EXERCISE – Locate every line in the items below that contains the string "chevrolet" and copy each such line in full. Treat matches as case-sensitive.

MATERIAL FOR THE TASK –
· · · · ·

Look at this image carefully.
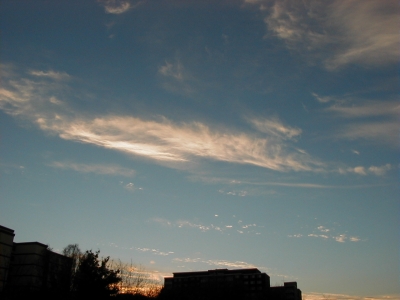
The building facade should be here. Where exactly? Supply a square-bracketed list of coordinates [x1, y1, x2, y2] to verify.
[269, 282, 302, 300]
[0, 225, 15, 292]
[0, 226, 72, 294]
[163, 268, 301, 300]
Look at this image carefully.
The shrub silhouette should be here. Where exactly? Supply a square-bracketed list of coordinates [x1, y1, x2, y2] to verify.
[74, 250, 121, 299]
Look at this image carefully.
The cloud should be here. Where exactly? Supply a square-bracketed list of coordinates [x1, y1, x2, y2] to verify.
[0, 68, 323, 172]
[288, 226, 361, 243]
[151, 215, 263, 235]
[326, 100, 400, 147]
[29, 70, 71, 80]
[327, 101, 400, 118]
[158, 61, 184, 81]
[124, 182, 143, 192]
[173, 258, 256, 269]
[158, 59, 195, 95]
[98, 0, 132, 15]
[302, 292, 399, 300]
[49, 161, 135, 177]
[339, 164, 392, 176]
[245, 0, 399, 70]
[250, 118, 302, 139]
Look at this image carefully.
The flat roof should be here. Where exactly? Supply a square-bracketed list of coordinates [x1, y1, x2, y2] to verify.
[172, 268, 261, 277]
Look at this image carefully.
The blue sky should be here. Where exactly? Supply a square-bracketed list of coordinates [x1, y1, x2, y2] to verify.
[0, 0, 400, 299]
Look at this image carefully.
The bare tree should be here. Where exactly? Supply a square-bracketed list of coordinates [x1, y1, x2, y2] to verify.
[62, 244, 83, 291]
[108, 260, 161, 298]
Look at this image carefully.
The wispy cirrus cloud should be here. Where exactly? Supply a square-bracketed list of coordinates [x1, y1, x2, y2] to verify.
[29, 70, 71, 80]
[48, 161, 135, 177]
[158, 59, 195, 95]
[151, 215, 263, 235]
[0, 67, 323, 172]
[326, 101, 400, 146]
[288, 226, 361, 243]
[97, 0, 132, 15]
[244, 0, 399, 69]
[339, 164, 392, 176]
[250, 118, 302, 139]
[173, 258, 256, 269]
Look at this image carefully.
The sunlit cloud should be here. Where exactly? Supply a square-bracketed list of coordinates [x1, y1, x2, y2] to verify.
[98, 0, 131, 15]
[97, 242, 175, 256]
[150, 218, 263, 235]
[326, 100, 400, 147]
[245, 0, 399, 68]
[0, 68, 323, 171]
[173, 258, 256, 269]
[158, 61, 184, 81]
[327, 101, 400, 118]
[124, 182, 143, 192]
[29, 70, 71, 80]
[339, 164, 392, 176]
[158, 59, 195, 95]
[302, 293, 399, 300]
[49, 161, 135, 177]
[250, 118, 302, 139]
[288, 226, 362, 243]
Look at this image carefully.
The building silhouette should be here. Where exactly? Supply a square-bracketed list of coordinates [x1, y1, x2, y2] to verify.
[163, 268, 301, 300]
[0, 226, 72, 294]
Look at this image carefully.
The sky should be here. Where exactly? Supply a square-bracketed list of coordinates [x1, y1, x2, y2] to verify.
[0, 0, 400, 300]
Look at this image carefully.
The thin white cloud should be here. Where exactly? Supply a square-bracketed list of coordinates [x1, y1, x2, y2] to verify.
[98, 0, 132, 15]
[29, 70, 71, 80]
[327, 101, 400, 118]
[312, 93, 336, 103]
[49, 161, 135, 177]
[158, 59, 195, 95]
[336, 120, 399, 147]
[0, 69, 322, 171]
[326, 101, 400, 147]
[250, 118, 302, 139]
[288, 226, 362, 243]
[317, 226, 330, 232]
[302, 292, 399, 300]
[158, 61, 184, 81]
[245, 0, 399, 69]
[124, 182, 143, 192]
[339, 164, 392, 176]
[173, 258, 256, 269]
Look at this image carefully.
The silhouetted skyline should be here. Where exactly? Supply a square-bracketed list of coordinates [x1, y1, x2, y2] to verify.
[0, 0, 400, 300]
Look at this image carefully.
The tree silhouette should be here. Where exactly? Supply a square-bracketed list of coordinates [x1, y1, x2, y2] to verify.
[62, 244, 83, 291]
[74, 250, 121, 299]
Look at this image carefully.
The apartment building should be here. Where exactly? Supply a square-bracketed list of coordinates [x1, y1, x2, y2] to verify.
[0, 226, 72, 292]
[163, 268, 301, 300]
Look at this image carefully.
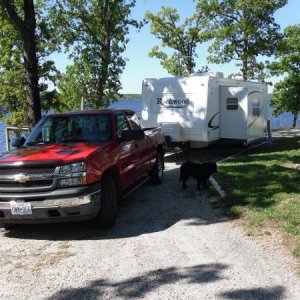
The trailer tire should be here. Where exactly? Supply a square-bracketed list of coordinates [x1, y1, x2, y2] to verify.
[0, 224, 18, 230]
[95, 175, 118, 228]
[149, 152, 164, 185]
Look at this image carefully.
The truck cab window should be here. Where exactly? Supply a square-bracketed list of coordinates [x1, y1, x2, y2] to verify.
[116, 114, 130, 138]
[226, 98, 239, 110]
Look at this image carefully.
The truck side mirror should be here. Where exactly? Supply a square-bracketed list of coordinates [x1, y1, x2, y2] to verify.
[11, 136, 26, 148]
[120, 129, 145, 142]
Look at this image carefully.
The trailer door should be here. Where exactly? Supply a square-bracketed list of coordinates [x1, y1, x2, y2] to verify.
[220, 86, 248, 140]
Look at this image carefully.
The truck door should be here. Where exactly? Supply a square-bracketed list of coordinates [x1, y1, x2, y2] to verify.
[116, 113, 140, 187]
[219, 86, 248, 140]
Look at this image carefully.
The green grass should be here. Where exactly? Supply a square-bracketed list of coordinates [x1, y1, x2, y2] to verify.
[215, 137, 300, 270]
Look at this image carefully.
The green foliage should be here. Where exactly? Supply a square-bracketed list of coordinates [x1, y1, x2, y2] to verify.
[269, 24, 300, 127]
[51, 0, 140, 109]
[214, 137, 300, 264]
[0, 1, 59, 126]
[146, 6, 210, 76]
[197, 0, 287, 80]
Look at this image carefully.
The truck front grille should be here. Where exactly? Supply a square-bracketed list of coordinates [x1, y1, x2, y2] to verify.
[0, 167, 56, 193]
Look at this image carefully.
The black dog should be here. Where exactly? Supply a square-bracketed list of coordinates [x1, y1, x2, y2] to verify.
[179, 161, 218, 190]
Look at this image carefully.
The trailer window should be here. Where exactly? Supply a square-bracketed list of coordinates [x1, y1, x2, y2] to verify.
[252, 102, 259, 116]
[116, 114, 130, 137]
[226, 98, 239, 110]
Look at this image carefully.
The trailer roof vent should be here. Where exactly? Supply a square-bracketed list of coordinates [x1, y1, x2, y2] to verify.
[197, 72, 224, 78]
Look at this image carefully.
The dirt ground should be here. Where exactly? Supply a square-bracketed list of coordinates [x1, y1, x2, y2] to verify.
[0, 138, 300, 300]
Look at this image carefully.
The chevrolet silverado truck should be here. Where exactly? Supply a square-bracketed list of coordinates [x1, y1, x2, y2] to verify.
[0, 109, 165, 228]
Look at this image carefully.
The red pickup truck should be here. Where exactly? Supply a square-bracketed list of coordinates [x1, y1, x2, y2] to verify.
[0, 109, 165, 228]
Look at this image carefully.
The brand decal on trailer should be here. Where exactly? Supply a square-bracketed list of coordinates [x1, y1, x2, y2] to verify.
[156, 98, 190, 108]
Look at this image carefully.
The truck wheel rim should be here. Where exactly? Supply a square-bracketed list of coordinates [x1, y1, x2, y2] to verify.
[157, 159, 164, 178]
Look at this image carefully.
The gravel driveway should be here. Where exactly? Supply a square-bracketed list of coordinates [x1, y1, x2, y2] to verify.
[0, 144, 300, 300]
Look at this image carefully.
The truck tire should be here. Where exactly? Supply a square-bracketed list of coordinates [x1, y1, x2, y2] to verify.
[95, 175, 118, 227]
[0, 224, 18, 230]
[149, 152, 164, 184]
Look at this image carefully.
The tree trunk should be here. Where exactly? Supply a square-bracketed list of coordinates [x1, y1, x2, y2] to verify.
[23, 0, 41, 127]
[1, 0, 41, 127]
[292, 113, 298, 128]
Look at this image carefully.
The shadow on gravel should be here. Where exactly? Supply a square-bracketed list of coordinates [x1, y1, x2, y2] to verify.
[4, 166, 228, 240]
[4, 142, 246, 240]
[219, 286, 285, 300]
[48, 264, 228, 300]
[165, 141, 247, 164]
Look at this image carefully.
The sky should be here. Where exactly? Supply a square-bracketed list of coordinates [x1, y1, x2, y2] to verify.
[52, 0, 300, 94]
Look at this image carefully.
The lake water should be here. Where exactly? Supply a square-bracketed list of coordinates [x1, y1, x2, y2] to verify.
[0, 100, 300, 152]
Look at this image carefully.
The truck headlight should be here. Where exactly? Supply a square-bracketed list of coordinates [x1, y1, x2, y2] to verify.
[58, 162, 86, 187]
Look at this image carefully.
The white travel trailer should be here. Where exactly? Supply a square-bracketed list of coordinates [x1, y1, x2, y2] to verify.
[141, 72, 267, 148]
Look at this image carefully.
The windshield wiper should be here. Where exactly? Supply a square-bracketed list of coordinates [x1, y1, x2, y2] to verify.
[57, 139, 89, 143]
[25, 141, 54, 146]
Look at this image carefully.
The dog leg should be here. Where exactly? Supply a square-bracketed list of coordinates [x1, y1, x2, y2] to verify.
[182, 179, 187, 190]
[197, 178, 201, 191]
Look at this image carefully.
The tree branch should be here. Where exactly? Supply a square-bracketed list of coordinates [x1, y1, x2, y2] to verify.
[0, 0, 25, 36]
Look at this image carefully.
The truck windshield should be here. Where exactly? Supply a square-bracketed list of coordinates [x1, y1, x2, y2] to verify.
[25, 114, 112, 146]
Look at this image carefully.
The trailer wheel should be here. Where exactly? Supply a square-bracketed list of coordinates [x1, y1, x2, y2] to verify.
[0, 224, 18, 230]
[95, 175, 118, 227]
[149, 152, 164, 184]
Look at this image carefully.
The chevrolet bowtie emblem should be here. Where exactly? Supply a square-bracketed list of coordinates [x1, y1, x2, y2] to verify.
[14, 173, 30, 183]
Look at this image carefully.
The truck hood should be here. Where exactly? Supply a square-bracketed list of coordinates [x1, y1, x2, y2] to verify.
[0, 143, 104, 166]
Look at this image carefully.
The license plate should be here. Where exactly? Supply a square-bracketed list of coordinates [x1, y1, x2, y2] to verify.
[10, 202, 32, 216]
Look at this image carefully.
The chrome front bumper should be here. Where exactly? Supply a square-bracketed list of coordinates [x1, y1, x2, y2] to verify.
[0, 185, 101, 224]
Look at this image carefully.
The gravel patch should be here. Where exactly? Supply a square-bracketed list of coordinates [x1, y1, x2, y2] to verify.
[0, 145, 300, 300]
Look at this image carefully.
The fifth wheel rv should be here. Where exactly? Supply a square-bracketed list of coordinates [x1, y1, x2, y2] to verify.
[141, 72, 267, 148]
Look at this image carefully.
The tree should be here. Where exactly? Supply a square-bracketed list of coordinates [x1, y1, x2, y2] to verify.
[52, 0, 139, 108]
[269, 24, 300, 128]
[0, 0, 58, 126]
[196, 0, 287, 80]
[0, 0, 41, 126]
[146, 6, 210, 76]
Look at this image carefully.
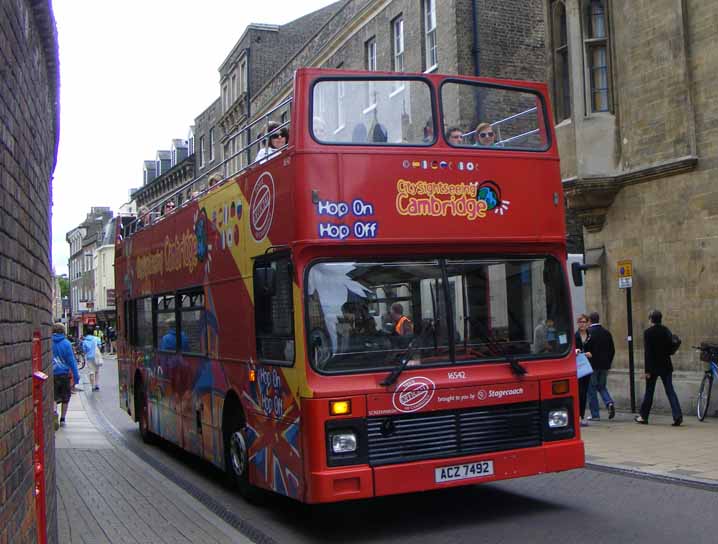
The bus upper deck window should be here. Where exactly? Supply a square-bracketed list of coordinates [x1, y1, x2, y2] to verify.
[311, 78, 435, 146]
[441, 81, 548, 151]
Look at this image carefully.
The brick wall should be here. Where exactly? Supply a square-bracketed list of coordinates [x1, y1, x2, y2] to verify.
[0, 0, 58, 543]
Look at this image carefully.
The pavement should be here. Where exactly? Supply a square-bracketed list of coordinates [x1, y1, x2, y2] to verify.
[55, 378, 718, 544]
[55, 386, 251, 544]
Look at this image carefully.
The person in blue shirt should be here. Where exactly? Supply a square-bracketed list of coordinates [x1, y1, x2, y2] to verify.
[52, 323, 80, 428]
[160, 328, 189, 351]
[82, 331, 103, 391]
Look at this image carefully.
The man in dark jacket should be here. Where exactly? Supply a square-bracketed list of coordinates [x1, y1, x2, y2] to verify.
[635, 310, 683, 427]
[583, 312, 616, 420]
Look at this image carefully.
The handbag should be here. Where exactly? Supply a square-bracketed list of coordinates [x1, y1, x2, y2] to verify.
[576, 353, 593, 378]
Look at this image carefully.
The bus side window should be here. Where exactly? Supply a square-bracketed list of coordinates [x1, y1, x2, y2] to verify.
[253, 257, 294, 364]
[155, 295, 177, 351]
[179, 288, 206, 353]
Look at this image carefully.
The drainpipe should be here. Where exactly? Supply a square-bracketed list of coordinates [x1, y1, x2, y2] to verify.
[471, 0, 483, 123]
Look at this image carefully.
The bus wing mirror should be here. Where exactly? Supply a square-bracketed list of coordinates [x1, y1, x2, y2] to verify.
[254, 266, 277, 297]
[571, 262, 598, 287]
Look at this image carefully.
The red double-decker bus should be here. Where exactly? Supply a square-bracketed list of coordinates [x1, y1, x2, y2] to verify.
[115, 69, 584, 503]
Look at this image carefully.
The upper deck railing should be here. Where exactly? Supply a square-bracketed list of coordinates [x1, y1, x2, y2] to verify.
[122, 97, 292, 237]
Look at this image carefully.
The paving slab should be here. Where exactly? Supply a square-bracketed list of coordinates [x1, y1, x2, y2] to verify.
[581, 412, 718, 490]
[55, 392, 251, 544]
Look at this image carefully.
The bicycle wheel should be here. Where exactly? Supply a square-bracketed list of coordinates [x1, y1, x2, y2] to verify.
[696, 372, 713, 421]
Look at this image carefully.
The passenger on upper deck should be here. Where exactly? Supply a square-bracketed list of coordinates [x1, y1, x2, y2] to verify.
[390, 302, 414, 336]
[475, 123, 496, 147]
[137, 206, 152, 229]
[446, 127, 464, 145]
[254, 122, 289, 164]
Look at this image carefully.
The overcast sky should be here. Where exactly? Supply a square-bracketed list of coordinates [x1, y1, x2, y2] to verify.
[52, 0, 333, 274]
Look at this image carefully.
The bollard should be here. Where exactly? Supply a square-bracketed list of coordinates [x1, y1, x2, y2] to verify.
[32, 331, 48, 544]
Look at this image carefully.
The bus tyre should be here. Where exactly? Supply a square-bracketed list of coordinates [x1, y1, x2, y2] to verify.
[696, 372, 713, 421]
[224, 420, 261, 502]
[135, 379, 155, 444]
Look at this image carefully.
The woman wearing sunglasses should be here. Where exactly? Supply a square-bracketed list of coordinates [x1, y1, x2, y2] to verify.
[476, 123, 496, 146]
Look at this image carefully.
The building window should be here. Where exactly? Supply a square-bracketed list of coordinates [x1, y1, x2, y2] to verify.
[551, 1, 571, 123]
[392, 17, 404, 72]
[424, 0, 439, 72]
[583, 0, 611, 112]
[209, 128, 214, 162]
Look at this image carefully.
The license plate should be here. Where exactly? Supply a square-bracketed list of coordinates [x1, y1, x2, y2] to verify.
[434, 461, 494, 484]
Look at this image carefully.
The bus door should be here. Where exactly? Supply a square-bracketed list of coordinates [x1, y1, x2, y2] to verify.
[249, 253, 305, 498]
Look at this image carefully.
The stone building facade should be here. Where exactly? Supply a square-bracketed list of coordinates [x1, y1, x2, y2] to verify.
[65, 206, 112, 334]
[544, 0, 718, 411]
[0, 0, 59, 542]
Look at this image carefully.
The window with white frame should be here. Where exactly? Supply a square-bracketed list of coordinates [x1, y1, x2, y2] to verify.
[392, 16, 404, 72]
[582, 0, 612, 112]
[424, 0, 439, 72]
[209, 128, 214, 162]
[551, 0, 571, 123]
[239, 59, 247, 94]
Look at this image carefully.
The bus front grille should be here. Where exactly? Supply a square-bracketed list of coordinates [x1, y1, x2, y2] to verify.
[367, 402, 541, 466]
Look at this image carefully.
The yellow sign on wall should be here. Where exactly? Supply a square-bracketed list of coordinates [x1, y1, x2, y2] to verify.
[616, 260, 633, 289]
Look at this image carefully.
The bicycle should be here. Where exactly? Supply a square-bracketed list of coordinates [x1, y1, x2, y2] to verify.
[693, 342, 718, 421]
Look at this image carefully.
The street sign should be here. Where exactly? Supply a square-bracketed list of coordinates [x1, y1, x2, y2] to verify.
[617, 259, 633, 289]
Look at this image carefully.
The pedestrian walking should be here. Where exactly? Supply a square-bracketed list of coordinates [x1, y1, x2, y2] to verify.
[576, 314, 591, 427]
[82, 332, 103, 391]
[584, 312, 616, 420]
[52, 323, 80, 430]
[634, 310, 683, 427]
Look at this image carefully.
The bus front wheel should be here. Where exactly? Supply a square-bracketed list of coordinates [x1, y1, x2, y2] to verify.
[224, 420, 261, 502]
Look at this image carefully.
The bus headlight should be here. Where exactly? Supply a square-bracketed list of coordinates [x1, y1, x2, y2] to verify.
[548, 410, 568, 429]
[332, 432, 357, 453]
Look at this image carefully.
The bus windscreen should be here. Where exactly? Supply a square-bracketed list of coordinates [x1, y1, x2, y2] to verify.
[441, 81, 548, 151]
[307, 257, 571, 372]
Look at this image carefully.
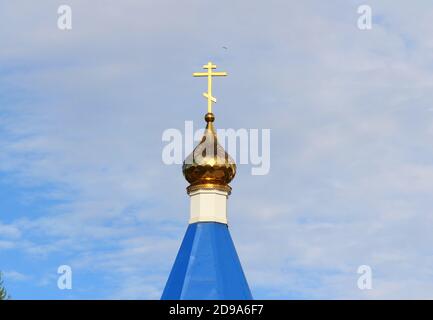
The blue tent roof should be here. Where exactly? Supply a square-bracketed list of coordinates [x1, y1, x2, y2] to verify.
[161, 222, 252, 300]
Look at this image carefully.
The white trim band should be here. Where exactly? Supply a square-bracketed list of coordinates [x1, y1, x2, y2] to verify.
[189, 189, 228, 224]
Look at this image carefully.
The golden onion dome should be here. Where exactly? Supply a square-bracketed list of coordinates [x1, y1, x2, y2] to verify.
[182, 113, 236, 193]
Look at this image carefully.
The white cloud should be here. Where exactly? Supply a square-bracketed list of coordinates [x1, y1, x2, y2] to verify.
[0, 1, 433, 298]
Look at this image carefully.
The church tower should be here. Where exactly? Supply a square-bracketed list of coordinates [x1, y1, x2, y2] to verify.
[161, 62, 252, 300]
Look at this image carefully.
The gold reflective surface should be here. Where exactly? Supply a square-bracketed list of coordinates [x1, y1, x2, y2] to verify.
[182, 113, 236, 192]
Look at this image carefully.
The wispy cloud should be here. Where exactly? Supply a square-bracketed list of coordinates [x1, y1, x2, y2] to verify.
[0, 0, 433, 299]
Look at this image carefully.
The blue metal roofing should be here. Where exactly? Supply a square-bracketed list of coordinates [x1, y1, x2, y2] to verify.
[161, 222, 252, 300]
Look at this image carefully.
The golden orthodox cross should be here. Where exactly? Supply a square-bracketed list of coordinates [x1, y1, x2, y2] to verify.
[192, 62, 227, 113]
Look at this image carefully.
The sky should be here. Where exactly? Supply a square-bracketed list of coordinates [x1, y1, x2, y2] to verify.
[0, 0, 433, 299]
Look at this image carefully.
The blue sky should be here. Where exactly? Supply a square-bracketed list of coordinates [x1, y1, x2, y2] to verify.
[0, 0, 433, 299]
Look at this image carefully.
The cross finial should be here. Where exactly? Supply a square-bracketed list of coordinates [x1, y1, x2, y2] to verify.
[192, 61, 227, 113]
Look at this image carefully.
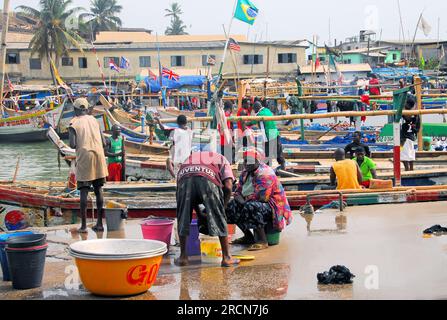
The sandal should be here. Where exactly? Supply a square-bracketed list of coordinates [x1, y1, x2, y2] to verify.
[231, 237, 255, 246]
[248, 243, 269, 251]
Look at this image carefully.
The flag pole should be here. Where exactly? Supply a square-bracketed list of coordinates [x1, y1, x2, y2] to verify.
[218, 0, 238, 82]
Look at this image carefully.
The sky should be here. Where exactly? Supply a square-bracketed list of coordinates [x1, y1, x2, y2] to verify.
[11, 0, 447, 45]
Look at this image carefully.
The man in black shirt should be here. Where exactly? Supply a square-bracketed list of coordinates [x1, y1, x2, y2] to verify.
[345, 131, 371, 159]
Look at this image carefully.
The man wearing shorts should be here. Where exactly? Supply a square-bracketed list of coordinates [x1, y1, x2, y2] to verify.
[68, 98, 108, 233]
[176, 152, 239, 267]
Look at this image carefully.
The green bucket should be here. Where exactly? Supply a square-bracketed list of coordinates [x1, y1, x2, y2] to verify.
[267, 232, 281, 246]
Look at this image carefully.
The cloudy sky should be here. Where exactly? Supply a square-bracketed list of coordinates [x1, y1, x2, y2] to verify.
[12, 0, 447, 44]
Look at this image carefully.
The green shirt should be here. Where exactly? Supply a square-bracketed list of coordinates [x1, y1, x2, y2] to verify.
[354, 157, 376, 181]
[257, 108, 279, 141]
[107, 137, 123, 164]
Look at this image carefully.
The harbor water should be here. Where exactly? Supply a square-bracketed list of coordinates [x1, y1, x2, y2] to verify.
[0, 142, 69, 181]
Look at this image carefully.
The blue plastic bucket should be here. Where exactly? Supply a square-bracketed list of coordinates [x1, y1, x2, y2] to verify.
[0, 231, 33, 281]
[186, 219, 202, 257]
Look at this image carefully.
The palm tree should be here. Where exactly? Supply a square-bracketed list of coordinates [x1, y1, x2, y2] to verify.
[17, 0, 83, 84]
[81, 0, 123, 40]
[165, 2, 188, 36]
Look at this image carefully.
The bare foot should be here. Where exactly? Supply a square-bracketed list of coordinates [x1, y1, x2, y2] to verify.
[174, 258, 189, 267]
[222, 259, 241, 268]
[92, 225, 104, 232]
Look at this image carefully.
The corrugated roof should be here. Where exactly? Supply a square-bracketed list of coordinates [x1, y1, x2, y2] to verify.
[95, 31, 247, 44]
[301, 63, 372, 74]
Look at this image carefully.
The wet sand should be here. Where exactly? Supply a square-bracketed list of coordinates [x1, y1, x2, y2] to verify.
[0, 202, 447, 300]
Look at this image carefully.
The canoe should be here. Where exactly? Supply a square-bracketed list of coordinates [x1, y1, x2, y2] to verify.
[0, 100, 66, 143]
[0, 184, 447, 231]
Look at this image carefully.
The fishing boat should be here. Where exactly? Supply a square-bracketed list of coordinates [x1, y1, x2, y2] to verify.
[0, 100, 66, 142]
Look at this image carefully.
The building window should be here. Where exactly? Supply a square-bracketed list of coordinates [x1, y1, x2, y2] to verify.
[202, 54, 216, 67]
[104, 57, 120, 68]
[6, 52, 20, 64]
[79, 58, 88, 69]
[171, 56, 185, 67]
[140, 57, 151, 68]
[29, 58, 42, 70]
[62, 57, 73, 67]
[244, 54, 264, 64]
[278, 53, 297, 63]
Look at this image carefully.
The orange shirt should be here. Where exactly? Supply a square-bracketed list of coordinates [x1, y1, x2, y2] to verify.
[332, 159, 362, 190]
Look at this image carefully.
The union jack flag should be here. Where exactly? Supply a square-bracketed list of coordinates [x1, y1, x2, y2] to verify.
[162, 67, 180, 81]
[148, 69, 157, 81]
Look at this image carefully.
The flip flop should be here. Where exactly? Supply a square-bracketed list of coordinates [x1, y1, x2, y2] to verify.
[233, 255, 256, 261]
[248, 243, 269, 251]
[221, 258, 241, 268]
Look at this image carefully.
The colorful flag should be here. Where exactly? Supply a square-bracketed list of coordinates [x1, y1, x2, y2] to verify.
[228, 38, 241, 52]
[120, 57, 130, 69]
[148, 69, 157, 81]
[162, 67, 180, 81]
[207, 55, 216, 66]
[109, 59, 120, 72]
[234, 0, 259, 25]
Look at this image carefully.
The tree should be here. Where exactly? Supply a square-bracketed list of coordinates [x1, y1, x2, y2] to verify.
[165, 2, 188, 36]
[17, 0, 83, 69]
[81, 0, 123, 40]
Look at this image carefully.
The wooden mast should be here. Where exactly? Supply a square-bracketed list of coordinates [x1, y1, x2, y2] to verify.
[0, 0, 10, 118]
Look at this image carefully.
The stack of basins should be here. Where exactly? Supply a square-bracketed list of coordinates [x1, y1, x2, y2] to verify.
[70, 239, 168, 297]
[5, 234, 48, 290]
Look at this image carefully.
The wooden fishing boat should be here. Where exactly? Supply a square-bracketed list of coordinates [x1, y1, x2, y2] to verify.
[0, 100, 66, 142]
[0, 184, 447, 231]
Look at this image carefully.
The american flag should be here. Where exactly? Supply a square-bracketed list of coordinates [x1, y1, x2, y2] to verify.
[162, 67, 180, 81]
[228, 38, 241, 52]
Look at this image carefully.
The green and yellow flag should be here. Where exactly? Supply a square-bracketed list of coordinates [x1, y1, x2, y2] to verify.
[234, 0, 259, 25]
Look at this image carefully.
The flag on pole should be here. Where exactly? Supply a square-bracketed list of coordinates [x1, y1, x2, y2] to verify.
[234, 0, 259, 25]
[120, 57, 130, 70]
[162, 67, 180, 81]
[109, 59, 120, 72]
[228, 38, 241, 52]
[418, 16, 431, 37]
[148, 69, 157, 81]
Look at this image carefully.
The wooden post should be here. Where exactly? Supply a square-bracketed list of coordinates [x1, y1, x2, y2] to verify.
[414, 76, 424, 151]
[0, 0, 10, 118]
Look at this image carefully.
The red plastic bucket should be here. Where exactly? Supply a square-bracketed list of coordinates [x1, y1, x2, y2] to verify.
[141, 219, 174, 248]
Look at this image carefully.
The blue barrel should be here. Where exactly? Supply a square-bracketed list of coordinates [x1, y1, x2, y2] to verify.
[0, 231, 33, 281]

· · · · ·

EXERCISE SOLUTION –
The chevrolet silverado truck should be here. Where exactly? Supply a square-bracketed list of coordinates [x1, y1, x2, y2] to verify.
The chevrolet bowtie emblem should be here. Where exactly? Supply a square-bracketed list of coordinates [x1, y1, x2, y2] to verify.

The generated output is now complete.